(Text section)
Relatives of Israeli hostage Edan Alexander speak during a demonstration near Kibbutz Nirim in southern Israel.
  • At one point a few dozen protesters broke off and rushed toward the Gaza border in the distance
  • They were stopped before reaching the border by Israeli police, who warned that standing in the open field made them easy targets for Palestinian militants

KIBBUTZ NIRIM: Families of Israeli hostages being held in the Gaza Strip protested near the border on Thursday, demanding a deal to secure their release and at one point made a dash to try to cross into the coastal enclave.
Relatives of some of the 107 hostages still held by Palestinian militants in Gaza, carrying photographs and wearing shirts marked with red paint, gathered at kibbutz Nirim in southern Israel, roughly 2 km (1.2 miles) from the border.
They began by shouting messages of love and support through a stack of speakers pointed toward the Gaza frontier.
“Hersh, it’s dada,” yelled Jon Polin, whose son Hersh Goldberg-Polin was taken hostage from a music festival.

(Work order)
Copy the news excerpt about the hostage families' protest near Kibbutz Nirim word for word, from start to finish.

(Stored records)
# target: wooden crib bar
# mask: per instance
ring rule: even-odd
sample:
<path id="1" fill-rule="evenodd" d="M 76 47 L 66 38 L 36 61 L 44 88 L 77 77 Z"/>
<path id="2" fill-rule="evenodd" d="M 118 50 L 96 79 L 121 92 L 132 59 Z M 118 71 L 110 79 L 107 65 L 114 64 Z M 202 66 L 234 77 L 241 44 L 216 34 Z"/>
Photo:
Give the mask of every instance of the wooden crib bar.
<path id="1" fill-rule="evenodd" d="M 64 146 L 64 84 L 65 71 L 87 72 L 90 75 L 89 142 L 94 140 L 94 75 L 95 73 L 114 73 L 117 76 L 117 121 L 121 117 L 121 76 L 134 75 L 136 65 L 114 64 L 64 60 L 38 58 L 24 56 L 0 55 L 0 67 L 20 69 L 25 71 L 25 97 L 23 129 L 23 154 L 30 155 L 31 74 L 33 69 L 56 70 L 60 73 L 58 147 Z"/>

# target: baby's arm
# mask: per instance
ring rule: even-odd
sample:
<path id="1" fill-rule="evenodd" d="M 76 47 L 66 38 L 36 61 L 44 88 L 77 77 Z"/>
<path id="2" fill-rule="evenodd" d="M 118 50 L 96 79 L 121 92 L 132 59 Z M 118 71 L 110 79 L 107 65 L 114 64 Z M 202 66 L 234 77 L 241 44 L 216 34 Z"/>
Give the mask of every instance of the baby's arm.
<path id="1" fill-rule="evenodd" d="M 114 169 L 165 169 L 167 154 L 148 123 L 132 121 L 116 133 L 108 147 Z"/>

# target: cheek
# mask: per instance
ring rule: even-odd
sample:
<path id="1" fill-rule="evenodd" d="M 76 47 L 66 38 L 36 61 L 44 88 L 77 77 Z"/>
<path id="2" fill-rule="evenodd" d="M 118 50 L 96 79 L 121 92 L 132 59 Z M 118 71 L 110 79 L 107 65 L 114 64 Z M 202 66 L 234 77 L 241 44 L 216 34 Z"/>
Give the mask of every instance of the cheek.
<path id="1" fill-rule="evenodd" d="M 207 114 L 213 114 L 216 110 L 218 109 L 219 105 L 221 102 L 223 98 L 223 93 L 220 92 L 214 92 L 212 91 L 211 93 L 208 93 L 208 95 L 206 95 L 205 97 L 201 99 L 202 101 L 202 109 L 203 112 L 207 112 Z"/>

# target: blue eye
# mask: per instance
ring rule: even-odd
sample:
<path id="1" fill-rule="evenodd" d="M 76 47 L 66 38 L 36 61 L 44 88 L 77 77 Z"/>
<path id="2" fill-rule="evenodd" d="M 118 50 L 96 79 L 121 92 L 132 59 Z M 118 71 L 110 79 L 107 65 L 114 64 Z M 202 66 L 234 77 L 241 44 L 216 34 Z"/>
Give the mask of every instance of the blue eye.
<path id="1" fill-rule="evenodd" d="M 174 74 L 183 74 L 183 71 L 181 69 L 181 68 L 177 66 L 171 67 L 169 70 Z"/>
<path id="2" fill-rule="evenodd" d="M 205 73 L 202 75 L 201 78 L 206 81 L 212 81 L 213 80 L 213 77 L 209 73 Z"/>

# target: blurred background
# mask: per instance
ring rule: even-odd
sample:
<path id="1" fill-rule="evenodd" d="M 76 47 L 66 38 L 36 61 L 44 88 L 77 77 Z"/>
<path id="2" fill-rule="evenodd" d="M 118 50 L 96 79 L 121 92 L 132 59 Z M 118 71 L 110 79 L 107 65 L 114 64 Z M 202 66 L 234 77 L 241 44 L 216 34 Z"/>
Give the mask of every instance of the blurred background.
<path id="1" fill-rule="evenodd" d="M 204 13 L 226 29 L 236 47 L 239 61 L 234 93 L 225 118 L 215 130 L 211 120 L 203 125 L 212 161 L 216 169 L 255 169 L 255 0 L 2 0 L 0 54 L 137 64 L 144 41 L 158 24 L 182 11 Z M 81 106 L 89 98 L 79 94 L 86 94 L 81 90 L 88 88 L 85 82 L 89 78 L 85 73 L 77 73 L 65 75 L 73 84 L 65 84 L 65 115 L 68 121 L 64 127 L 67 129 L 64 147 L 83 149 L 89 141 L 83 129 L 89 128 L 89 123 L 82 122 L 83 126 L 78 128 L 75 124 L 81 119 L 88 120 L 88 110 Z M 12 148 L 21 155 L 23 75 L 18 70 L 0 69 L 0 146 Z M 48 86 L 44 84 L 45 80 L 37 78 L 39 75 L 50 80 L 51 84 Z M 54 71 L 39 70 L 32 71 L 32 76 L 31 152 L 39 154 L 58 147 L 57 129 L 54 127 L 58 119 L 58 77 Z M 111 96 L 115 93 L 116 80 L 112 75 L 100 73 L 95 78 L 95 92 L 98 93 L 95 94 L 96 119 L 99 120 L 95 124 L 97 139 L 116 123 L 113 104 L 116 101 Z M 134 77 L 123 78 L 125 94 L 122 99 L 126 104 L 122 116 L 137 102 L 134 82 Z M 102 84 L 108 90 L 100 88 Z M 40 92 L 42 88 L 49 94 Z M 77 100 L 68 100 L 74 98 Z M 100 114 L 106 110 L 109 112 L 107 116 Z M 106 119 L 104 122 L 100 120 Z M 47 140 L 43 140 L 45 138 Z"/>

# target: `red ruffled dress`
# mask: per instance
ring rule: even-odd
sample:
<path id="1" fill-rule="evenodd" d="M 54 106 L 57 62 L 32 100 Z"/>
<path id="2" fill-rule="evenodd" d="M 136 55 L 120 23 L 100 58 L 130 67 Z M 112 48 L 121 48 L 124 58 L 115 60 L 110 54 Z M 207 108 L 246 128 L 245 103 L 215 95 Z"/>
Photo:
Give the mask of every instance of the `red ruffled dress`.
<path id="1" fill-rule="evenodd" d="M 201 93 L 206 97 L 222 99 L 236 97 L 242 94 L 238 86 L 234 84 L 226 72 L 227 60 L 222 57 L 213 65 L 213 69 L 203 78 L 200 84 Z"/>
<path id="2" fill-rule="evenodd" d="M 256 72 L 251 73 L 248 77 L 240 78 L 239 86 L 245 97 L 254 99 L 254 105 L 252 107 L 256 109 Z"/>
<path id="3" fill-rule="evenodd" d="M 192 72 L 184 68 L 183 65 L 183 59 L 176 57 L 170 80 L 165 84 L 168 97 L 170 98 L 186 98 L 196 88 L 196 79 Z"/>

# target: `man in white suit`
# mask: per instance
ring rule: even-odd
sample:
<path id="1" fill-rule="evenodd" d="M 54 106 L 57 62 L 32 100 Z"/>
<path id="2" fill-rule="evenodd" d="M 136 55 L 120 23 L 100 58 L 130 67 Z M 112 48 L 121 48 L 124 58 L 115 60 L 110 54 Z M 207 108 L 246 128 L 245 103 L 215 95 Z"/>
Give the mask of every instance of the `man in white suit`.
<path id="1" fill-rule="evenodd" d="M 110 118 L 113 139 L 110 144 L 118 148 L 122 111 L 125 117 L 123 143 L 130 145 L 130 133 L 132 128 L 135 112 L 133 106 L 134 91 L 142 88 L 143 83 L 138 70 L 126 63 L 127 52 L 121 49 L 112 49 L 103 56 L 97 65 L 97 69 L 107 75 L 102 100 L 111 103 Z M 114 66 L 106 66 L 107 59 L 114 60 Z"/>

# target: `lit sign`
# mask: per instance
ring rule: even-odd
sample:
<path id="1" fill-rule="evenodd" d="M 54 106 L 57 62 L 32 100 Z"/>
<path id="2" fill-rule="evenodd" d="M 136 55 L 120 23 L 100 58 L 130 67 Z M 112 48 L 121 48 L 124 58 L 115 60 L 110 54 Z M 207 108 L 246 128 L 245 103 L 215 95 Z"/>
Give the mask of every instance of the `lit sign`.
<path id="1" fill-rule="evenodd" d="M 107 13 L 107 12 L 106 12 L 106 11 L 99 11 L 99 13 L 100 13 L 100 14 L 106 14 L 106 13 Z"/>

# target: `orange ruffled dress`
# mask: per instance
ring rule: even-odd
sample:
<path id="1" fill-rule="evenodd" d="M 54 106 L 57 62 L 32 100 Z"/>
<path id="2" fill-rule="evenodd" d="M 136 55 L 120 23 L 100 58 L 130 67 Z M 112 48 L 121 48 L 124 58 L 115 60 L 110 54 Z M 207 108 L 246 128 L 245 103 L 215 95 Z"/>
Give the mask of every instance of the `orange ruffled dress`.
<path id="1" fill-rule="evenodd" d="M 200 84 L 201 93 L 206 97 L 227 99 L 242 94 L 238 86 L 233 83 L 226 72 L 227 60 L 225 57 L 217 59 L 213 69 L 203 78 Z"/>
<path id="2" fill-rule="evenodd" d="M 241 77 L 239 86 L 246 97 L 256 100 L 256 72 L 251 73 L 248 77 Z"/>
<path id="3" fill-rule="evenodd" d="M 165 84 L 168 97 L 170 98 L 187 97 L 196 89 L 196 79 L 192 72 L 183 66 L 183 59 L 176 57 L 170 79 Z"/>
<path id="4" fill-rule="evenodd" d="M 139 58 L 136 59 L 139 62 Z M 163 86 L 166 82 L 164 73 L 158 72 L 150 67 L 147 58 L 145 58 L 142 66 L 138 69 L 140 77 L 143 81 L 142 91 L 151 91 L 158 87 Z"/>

(Answer section)
Relatives of Israeli hostage Edan Alexander speak during a demonstration near Kibbutz Nirim in southern Israel.
  • At one point a few dozen protesters broke off and rushed toward the Gaza border in the distance
  • They were stopped before reaching the border by Israeli police, who warned that standing in the open field made them easy targets for Palestinian militants

KIBBUTZ NIRIM: Families of Israeli hostages being held in the Gaza Strip protested near the border on Thursday, demanding a deal to secure their release and at one point made a dash to try to cross into the coastal enclave.
Relatives of some of the 107 hostages still held by Palestinian militants in Gaza, carrying photographs and wearing shirts marked with red paint, gathered at kibbutz Nirim in southern Israel, roughly 2 km (1.2 miles) from the border.
They began by shouting messages of love and support through a stack of speakers pointed toward the Gaza frontier.
“Hersh, it’s dada,” yelled Jon Polin, whose son Hersh Goldberg-Polin was taken hostage from a music festival.